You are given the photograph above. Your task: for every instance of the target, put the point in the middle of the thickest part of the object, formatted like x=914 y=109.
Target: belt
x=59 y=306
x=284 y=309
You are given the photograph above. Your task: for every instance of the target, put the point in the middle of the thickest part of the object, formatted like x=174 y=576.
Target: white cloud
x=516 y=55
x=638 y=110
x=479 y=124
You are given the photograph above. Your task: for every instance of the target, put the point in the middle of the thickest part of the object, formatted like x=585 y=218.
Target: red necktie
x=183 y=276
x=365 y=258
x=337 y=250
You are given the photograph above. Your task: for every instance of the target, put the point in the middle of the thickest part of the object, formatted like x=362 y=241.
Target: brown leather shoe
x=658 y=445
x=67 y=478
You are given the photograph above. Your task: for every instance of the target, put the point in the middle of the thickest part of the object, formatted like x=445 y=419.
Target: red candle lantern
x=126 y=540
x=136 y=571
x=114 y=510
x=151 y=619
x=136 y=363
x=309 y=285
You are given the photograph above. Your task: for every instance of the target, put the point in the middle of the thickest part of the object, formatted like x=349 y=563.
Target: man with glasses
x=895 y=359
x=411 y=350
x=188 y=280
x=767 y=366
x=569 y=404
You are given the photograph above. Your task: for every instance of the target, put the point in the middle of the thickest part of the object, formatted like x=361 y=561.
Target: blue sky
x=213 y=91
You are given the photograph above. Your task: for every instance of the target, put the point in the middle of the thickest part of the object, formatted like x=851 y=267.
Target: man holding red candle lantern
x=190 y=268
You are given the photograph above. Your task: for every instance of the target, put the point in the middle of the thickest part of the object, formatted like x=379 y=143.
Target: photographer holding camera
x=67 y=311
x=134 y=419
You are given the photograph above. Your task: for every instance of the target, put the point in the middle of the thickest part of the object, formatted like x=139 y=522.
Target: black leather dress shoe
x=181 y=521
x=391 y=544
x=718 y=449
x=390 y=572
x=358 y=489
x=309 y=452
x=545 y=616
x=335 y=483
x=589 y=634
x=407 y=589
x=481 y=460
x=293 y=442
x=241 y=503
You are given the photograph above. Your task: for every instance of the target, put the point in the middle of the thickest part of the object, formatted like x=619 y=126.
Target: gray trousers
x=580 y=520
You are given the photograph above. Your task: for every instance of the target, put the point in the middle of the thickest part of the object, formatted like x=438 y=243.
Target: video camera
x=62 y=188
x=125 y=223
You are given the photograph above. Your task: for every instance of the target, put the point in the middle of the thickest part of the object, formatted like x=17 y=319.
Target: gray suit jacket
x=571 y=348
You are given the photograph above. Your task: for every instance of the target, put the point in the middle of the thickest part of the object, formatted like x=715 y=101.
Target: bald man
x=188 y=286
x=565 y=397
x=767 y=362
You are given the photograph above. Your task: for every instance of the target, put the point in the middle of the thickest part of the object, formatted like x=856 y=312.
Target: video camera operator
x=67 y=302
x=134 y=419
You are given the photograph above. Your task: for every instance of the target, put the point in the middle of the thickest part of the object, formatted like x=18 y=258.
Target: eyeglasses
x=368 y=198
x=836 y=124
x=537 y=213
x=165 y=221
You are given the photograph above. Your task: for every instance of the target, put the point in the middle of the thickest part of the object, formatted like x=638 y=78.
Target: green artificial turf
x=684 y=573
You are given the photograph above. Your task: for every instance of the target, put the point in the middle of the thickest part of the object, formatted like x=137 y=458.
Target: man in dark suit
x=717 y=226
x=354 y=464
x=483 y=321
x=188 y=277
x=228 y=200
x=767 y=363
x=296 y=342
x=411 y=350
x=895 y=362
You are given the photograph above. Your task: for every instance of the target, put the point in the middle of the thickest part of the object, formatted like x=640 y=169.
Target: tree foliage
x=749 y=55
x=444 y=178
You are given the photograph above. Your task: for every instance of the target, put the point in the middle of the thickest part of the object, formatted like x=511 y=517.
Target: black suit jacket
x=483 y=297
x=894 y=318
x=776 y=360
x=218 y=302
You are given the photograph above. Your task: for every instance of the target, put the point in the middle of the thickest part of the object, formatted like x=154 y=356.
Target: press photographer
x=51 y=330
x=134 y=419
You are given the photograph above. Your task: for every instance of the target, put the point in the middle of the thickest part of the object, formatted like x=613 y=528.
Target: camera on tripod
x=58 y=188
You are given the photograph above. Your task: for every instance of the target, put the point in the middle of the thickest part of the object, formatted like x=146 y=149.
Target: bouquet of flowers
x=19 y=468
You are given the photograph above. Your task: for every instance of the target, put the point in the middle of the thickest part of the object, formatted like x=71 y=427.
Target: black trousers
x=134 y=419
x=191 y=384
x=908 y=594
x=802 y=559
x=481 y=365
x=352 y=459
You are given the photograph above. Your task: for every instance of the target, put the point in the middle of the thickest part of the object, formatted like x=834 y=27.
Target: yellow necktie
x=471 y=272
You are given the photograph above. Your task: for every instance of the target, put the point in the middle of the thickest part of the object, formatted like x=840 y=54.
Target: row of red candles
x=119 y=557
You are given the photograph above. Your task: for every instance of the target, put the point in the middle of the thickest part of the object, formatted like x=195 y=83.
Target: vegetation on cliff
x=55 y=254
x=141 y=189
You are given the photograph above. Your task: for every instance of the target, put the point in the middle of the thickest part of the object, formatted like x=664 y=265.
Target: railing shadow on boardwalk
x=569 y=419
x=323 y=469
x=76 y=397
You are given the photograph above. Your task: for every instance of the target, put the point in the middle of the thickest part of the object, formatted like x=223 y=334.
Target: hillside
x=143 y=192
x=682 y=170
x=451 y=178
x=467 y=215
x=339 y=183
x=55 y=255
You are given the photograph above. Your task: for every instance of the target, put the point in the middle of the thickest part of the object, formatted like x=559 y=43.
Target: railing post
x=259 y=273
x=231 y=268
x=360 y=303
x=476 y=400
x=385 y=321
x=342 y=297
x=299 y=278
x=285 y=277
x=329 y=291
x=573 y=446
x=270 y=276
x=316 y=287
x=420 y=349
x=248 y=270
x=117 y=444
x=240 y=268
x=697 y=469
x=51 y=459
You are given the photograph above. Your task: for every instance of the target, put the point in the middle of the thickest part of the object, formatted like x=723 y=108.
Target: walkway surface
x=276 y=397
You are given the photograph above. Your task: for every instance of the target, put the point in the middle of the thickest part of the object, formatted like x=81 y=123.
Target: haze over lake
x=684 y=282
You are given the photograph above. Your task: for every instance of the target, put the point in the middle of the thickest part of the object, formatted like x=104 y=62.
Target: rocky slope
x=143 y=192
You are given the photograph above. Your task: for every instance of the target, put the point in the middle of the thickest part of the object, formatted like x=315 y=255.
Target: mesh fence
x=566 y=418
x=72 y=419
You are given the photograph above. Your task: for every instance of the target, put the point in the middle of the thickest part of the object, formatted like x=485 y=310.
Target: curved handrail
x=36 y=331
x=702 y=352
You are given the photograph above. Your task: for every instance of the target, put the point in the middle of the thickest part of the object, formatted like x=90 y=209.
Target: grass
________________________________________
Copy out all of the material above, line for line and without any changes.

-- Written answer --
You are given the photograph above. Your task: for every instance of the target, put the point in the middle of the thickest part of the object, formatted like x=914 y=109.
Target: belt
x=59 y=306
x=284 y=309
You are given the photograph above. Your task: for every instance of the target, put the point in the middle of the thickest part of the object, formatted like x=174 y=576.
Target: white cloud
x=516 y=55
x=638 y=110
x=479 y=124
You are given the photograph above. Your task: for every instance of the target, put the point in the middle of the thickest part of the object, formatted like x=585 y=218.
Target: red necktie
x=183 y=276
x=365 y=258
x=337 y=250
You are given the photograph above. Your task: for every instance of the target, put the point in the middle of the thickest part of the object, formatted like x=362 y=241.
Target: brown leather shoe
x=658 y=445
x=67 y=478
You are given the photograph above. Your task: for every instance of the target, put the point in the middle of the thickest part of the object, formatted like x=445 y=419.
Target: red candle lantern
x=126 y=540
x=136 y=571
x=114 y=510
x=151 y=619
x=136 y=363
x=309 y=285
You are given the photograph above. Your task: for every instance of the target, put the point in the middle of the thickest part of the object, formatted like x=349 y=563.
Target: man with glasses
x=895 y=359
x=411 y=350
x=188 y=280
x=767 y=366
x=569 y=404
You are given the photograph above. Your task: for every instance of the target, put the point in the middle of the thickest part of the object, formatted like x=361 y=561.
Target: blue sky
x=213 y=91
You are given the photograph above. Your task: for every instance of the target, put the point in the middle of the thickest part of the object, formatted like x=851 y=267.
Target: man holding red candle lantern
x=190 y=268
You are given the photograph above. Your task: for every instance of the target, put the point in the middle of the thickest part of the object, formatted like x=379 y=143.
Target: photographer holding camera
x=67 y=311
x=134 y=419
You are given the photograph above. Your task: for every instance of the target, put the point in the middle of the thickest part of the object, formatted like x=139 y=522.
Target: black leather dress shoe
x=181 y=521
x=391 y=544
x=718 y=449
x=390 y=572
x=358 y=489
x=309 y=452
x=545 y=616
x=335 y=483
x=589 y=634
x=407 y=589
x=481 y=460
x=293 y=442
x=241 y=503
You are given the photograph above. Your task: for every instance of the target, put the point in the middle of the thickest part of the object, formatted like x=619 y=126.
Target: gray trousers
x=580 y=520
You are given the photograph above. Your task: for every instance of the target, put the point in the middle of the thickest part of the object, formatted like x=438 y=243.
Target: video camera
x=62 y=188
x=125 y=223
You are given the photograph above. Your task: for every instance of the target, put the point in the middle of the thickest part of the object, formatted like x=17 y=319.
Target: gray suit jacket
x=571 y=348
You are given the photograph above. Your task: for every instance of the target, put the point in the middle of the thickest part of the object, formatted like x=715 y=101.
Target: bald man
x=188 y=286
x=565 y=397
x=767 y=362
You are given the photograph above. Your task: for every instance of the target, put the point in the middle of the thickest part of the object, formatted like x=856 y=312.
Target: video camera operator
x=67 y=302
x=134 y=419
You are given the photograph above. Your task: for every instance of the target, put the point in the middle of the thickest part of the object, formatted like x=18 y=258.
Target: eyeglasses
x=368 y=198
x=836 y=124
x=537 y=213
x=165 y=221
You are given the photograph above. Your task: for every instance of the target, put the point in the middle of the thickest part of the object, formatted like x=638 y=78.
Target: green artificial turf
x=684 y=573
You are given the photograph above. Your task: for every instance of the target, put the point in the middle of the thickest part of the object, formatted like x=137 y=458.
Target: man in dark suit
x=717 y=226
x=354 y=464
x=483 y=321
x=188 y=277
x=228 y=200
x=767 y=363
x=296 y=342
x=411 y=350
x=895 y=362
You are given the photograph above. Your task: for every instance of the target, put the point in the middle of the thickest part of the object, formatted like x=640 y=169.
Target: tree foliage
x=749 y=55
x=444 y=178
You are given the photograph above. Your task: for every instance of the target, put the point in the middle of the thickest part of the object, formatted like x=511 y=517.
Target: black suit jacket
x=483 y=297
x=894 y=318
x=776 y=360
x=218 y=302
You are given the photograph above. Your task: for every instance of the target, put the point in the middle of the thickest part of the object, formatted like x=154 y=356.
Target: press photographer
x=51 y=330
x=134 y=419
You are given the photograph above. Your task: for every instance of the target, put the point in the middle of the thickest part of the object, formatted like x=613 y=528.
Target: camera on tripod
x=58 y=188
You are given the photograph above. Your task: for every instance of the target, put the point in the middle of the thickest part of the object, formatted like x=146 y=149.
Target: bouquet of flowers
x=19 y=468
You are given the photograph above. Your task: for every instance of the target, put the point in the middle of the thickest part of the object, formatted like x=71 y=427.
Target: black trousers
x=134 y=419
x=191 y=384
x=908 y=594
x=802 y=559
x=481 y=365
x=352 y=459
You are given the photograph above. Your task: for every instance of the target, put the point in the middle of the thickest part of the object, formatted like x=834 y=27.
Target: yellow necktie
x=471 y=272
You are given the photograph above. Your task: for every instance of the target, put the point in the middle of the thickest part of the object, formatted like x=840 y=54.
Target: row of red candles
x=119 y=557
You are given the photograph above. Your task: for every instance of the target, put the point in the middle of the thickest part of the object, formatted like x=195 y=83.
Target: vegetation on cliff
x=55 y=254
x=141 y=189
You are given the photograph above. Your task: for every instance of the target, put the point in the middle of the thickest part of the object, formatted like x=664 y=265.
Target: railing shadow on boardwalk
x=569 y=419
x=323 y=469
x=76 y=397
You are given the photograph above. Your task: for every instance of the target, put the point in the middle of the thickest part of the object, formatted like x=223 y=334.
Target: hillside
x=143 y=192
x=682 y=170
x=451 y=178
x=467 y=215
x=339 y=183
x=55 y=255
You are given the photograph above. Your task: for every instance of the target, put the point in the middle of the thickest part of the object, formatted like x=559 y=43.
Target: railing post
x=259 y=273
x=231 y=268
x=360 y=303
x=476 y=400
x=385 y=321
x=342 y=297
x=299 y=278
x=285 y=277
x=329 y=291
x=573 y=446
x=270 y=276
x=316 y=287
x=420 y=349
x=248 y=270
x=117 y=444
x=240 y=268
x=697 y=469
x=51 y=459
You are given the photograph above. Your task: for every instance of the target, put the point in the middle of the thickest part of the object, formatted like x=723 y=108.
Target: walkway surface
x=276 y=397
You are given the photograph above. Your task: for every instance of the target, put the point in the middle of the thickest part of the object, formatted like x=81 y=123.
Target: haze over lake
x=684 y=282
You are given the photograph above. Your task: for every instance of the target, put the point in the middle of the thickest part of the object, formatted like x=104 y=62.
Target: rocky slope
x=143 y=192
You are given the photograph above. Your task: for every instance of the target, put the point in the middle of the thickest part of the object, formatted like x=315 y=255.
Target: mesh fence
x=566 y=418
x=72 y=419
You are given the photograph above. Your task: for every instance of the target, put the point in the middle of the thickest part of the object, formatted like x=485 y=310.
Target: curved handrail
x=36 y=331
x=702 y=352
You are given the photograph above. Your task: for every instance of the target, put the point in the middle of the thickest part of the object, formatted like x=90 y=209.
Target: grass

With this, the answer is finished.